===== Information provided =====

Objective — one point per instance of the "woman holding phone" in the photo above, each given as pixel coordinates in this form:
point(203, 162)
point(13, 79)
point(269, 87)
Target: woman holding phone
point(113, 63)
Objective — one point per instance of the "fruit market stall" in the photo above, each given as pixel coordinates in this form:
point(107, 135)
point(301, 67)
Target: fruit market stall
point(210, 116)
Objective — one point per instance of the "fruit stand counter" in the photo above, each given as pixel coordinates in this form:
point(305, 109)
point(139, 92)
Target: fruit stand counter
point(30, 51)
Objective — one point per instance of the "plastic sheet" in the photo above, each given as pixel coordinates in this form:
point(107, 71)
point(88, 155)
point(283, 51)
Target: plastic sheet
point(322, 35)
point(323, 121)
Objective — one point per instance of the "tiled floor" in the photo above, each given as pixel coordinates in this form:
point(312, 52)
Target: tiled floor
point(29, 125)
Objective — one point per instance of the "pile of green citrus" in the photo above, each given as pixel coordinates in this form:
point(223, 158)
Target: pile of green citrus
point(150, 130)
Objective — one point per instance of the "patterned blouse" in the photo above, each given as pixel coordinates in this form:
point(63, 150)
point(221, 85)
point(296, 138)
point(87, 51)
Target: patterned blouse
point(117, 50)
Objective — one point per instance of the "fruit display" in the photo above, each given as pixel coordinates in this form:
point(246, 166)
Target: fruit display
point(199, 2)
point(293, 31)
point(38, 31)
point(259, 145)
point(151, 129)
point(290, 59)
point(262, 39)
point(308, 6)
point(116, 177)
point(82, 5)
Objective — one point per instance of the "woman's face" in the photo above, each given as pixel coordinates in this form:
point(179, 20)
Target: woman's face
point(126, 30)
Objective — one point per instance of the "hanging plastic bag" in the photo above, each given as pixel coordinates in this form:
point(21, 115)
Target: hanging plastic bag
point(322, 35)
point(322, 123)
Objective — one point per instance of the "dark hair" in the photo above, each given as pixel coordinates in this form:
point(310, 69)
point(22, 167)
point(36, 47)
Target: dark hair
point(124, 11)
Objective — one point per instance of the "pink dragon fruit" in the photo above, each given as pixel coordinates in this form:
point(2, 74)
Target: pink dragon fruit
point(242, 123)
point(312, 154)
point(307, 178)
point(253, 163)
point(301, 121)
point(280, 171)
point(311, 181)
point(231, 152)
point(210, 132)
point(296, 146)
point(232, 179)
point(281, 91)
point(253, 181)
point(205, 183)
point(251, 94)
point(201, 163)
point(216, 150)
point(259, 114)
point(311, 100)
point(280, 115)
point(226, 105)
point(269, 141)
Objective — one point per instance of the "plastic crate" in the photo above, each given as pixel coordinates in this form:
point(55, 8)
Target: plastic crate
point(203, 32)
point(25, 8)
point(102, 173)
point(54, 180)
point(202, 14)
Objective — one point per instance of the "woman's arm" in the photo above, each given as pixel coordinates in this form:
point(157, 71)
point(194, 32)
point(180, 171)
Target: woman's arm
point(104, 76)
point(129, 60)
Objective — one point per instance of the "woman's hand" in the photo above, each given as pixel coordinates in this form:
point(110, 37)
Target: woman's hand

=====

## Aim of the task
Output every line of the data above, exactly as it appears, in the same order.

## Written answer
Objective — one point per instance of the "woman holding phone" in the photo above, each given as pixel coordinates in this form:
point(203, 162)
point(13, 79)
point(269, 87)
Target: woman holding phone
point(113, 63)
Objective — one point per instance of the "fruit market stall" in the photo above, each given as pixel coordinates in this form:
point(107, 135)
point(301, 67)
Target: fruit market stall
point(210, 116)
Objective — one point per instance of the "fruit stand counter" in the photo above, each given as pixel coordinates in this form:
point(305, 109)
point(139, 92)
Target: fruit stand counter
point(30, 51)
Objective — one point per instance of the "plastic sheet" in the photo above, each given as pixel coordinates in this form:
point(107, 71)
point(88, 155)
point(283, 51)
Target: plastic sheet
point(322, 35)
point(323, 121)
Objective — one point per instance of the "tiled floor" in the photo above, each given as pixel coordinates in this form:
point(312, 52)
Target: tiled floor
point(29, 125)
Objective — one point per instance of the "pile of green citrus" in the photo above, each given as pixel coordinates in this form:
point(223, 158)
Target: pile of green citrus
point(150, 130)
Objective — one point per instance of the "patterned blouse" in the photo above, each given as pixel coordinates in this form:
point(63, 150)
point(221, 85)
point(296, 138)
point(87, 51)
Target: patterned blouse
point(117, 50)
Objective — one point per instance of the "fruit display" in the photo above, each given as pixel coordinates in this form:
point(246, 166)
Target: fruit display
point(199, 2)
point(293, 31)
point(38, 31)
point(259, 145)
point(151, 129)
point(290, 59)
point(262, 39)
point(308, 6)
point(116, 177)
point(82, 5)
Objective — one point per instance of the "woman's face" in the photo above, each given as pixel coordinates in this form:
point(179, 20)
Target: woman's face
point(126, 30)
Objective — one point per instance of the "hanging plastic bag" in the photo above, each given as pixel coordinates in this form:
point(21, 115)
Target: hanging plastic bag
point(322, 35)
point(322, 123)
Objective — one point per instance of the "dark hair" in the photo above, each given as pixel coordinates in this form:
point(310, 69)
point(22, 167)
point(36, 47)
Target: dark hair
point(124, 11)
Objective — one point per instance of the "pink dragon fruit" in the photo above, each given as pixel coordinates in this form:
point(2, 74)
Target: pink dragon fruit
point(242, 123)
point(312, 154)
point(307, 178)
point(253, 163)
point(301, 121)
point(280, 171)
point(311, 181)
point(231, 152)
point(210, 132)
point(296, 146)
point(232, 179)
point(281, 91)
point(253, 181)
point(205, 183)
point(251, 94)
point(201, 163)
point(216, 150)
point(259, 114)
point(311, 100)
point(280, 115)
point(226, 105)
point(269, 141)
Objective — one point per instance of the "plastic crate" in the photo above, each given as pixel coordinates in this form:
point(55, 8)
Target: plastic crate
point(203, 32)
point(25, 8)
point(102, 173)
point(54, 180)
point(202, 14)
Objective — one point per instance of the "woman's arm" in the photo above, each given as pixel coordinates in this form:
point(157, 71)
point(194, 32)
point(180, 171)
Target: woman's arm
point(104, 76)
point(129, 60)
Objective — one point per instance of the "woman's hand" in the photo above, each given as pixel coordinates in this form:
point(110, 37)
Target: woman's hand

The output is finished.